▶ **INSTRUCTIONS**:
**A.** According to the article on NAPLAN results, which groups of students are getting lower PISA results than in the 2018 assessment round? List every one.
**B.** Do these statements agree with the article on NAPLAN results? For each one, answer yes or no and quote the words of the article that decide it.
(i) This is the first time NAPLAN schoolwide results have come out in the same year as the exam.
(ii) Presbyterian Ladies' College had an average of 501.2.
(iii) Year 12 Certification rates fell between 2012 and 2022.
**C.** Carry the article on NAPLAN results on from its last sentence.

▶ **PASSAGE TO READ**:

____________

THE gap between city and regional schools has never been wider, the latest NAPLAN results show.

The average of the five test results for each student cohort (Year 5 or Year 9), released on Friday, December 15, was calculated to assess each school’s performance in 2023.

Although NAPLAN schoolwide results are being released in the same year as the exam for the first time, they cannot precisely be directly compared to previous years due to test timing and measuring technique modifications.

The findings, which drop to less than 500 at some public schools, coincide with the fact that more than 300,000 children in Victoria, or roughly one in three, are not meeting the required proficiency levels in Maths and English as reported by the Herald Sun.

St Michael’s Primary School in Traralgon was among the Latrobe Valley’s best-performing schools, with a Year 5 Average of 501.2.

Some of the top schools in Victoria included Presbyterian Ladies’ College, with a 613 average.

NAPLAN results showed a big disparity between the highest and lowest-scoring schools, with differences of 200 points in both the private and public sectors.

It’s not just NAPLAN results revealing the education divide, as the most recent Program for International Student Assessment (PISA) data shows a striking divide has emerged.

According to the results, wealthy and city students continue to shine academically, while students from economically disadvantaged backgrounds, remote areas, and Indigenous communities are experiencing lower results compared to the 2018 assessment round.

These reports couldn’t be timelier, as Australia’s education policymakers are negotiating the next round of school reform agreements. These agreements set the stage for multi-year reform priorities and funding arrangements, making it a pivotal moment for shaping the future of education in the country. As the negotiations unfold, all eyes are on whether policymakers will take bold steps to bridge the educational gap.

However, it’s not all bad, as the Australian Curriculum Assessment and Reporting Authority found a rising number of Year 12 Certification rates – up 2.2 per cent from 2012 to 2022.

____________

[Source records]
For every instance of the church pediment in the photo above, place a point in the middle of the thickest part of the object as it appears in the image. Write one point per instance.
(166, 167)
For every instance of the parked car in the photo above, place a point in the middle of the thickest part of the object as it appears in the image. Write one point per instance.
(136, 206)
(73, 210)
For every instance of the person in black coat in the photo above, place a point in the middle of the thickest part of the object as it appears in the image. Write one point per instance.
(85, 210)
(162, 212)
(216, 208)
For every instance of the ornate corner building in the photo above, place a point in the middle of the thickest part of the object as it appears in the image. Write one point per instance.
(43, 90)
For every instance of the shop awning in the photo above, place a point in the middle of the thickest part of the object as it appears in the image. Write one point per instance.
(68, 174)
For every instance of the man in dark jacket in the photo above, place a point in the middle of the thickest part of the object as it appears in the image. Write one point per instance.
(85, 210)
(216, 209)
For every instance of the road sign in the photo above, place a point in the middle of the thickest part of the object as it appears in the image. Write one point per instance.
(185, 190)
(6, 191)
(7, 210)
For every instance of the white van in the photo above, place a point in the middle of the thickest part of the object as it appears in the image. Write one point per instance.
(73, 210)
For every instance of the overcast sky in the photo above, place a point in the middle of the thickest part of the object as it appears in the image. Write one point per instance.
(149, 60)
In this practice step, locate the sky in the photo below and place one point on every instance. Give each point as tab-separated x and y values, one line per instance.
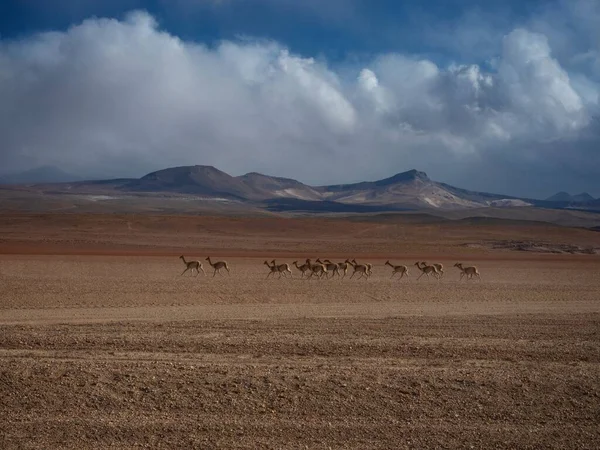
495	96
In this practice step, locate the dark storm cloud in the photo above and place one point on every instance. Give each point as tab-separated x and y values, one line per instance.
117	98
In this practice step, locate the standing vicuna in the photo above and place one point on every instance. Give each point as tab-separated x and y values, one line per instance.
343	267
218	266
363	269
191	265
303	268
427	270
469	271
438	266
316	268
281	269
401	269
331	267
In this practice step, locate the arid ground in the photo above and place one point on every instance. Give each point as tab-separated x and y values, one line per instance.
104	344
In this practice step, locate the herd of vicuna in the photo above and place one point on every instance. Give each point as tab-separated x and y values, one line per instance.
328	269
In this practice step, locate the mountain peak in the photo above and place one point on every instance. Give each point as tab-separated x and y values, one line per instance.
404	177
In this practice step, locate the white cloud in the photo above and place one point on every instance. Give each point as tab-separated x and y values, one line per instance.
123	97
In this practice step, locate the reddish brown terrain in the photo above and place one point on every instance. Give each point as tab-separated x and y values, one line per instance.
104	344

____________

▶ **ANSWERS TO EACH TASK**:
**A.**
- Students from economically disadvantaged backgrounds
- Students from remote areas
- Students from Indigenous communities

**B.**
(i) Yes: "NAPLAN schoolwide results are being released in the same year as the exam for the first time"
(ii) No: "Presbyterian Ladies’ College, with a 613 average"
(iii) No: "up 2.2 per cent from 2012 to 2022"

**C.**
Associate Professor Jane Hunter, discussing the urgency of addressing education disparities, emphasised the need for reforms that ensure every student has an equal chance at success regardless of their background.

“Countless evidence-based studies demonstrate the wealthier your background, the higher your likelihood of performing well in the PISA,” she said.

“Students in most other OECD (Organisation for Economic Co-operation and Development) countries have underperformed too – this is to be expected given the impacts of COVID-19, lockdowns and the strain on families with school-aged children in 2020-21. Probing the PISA data further shows the impact socio-economic status has on how students perform.”

The recent federal government report into school funding revealed that public government schools were underfunded by between $6.2 billion and $6.5 billion annually.

“Unless government policy levels the funding playing field to support our most disadvantaged students, the ‘PISA flatline’ will continue,” Professor Hunter said.

With a teacher shortage crisis in Victoria and huge disparities in education equality, many experts are calling for all public schools to be funded by 2028 to the Schooling Resource Standard – which is the minimum amount governments have agreed is required to meet the needs of all students.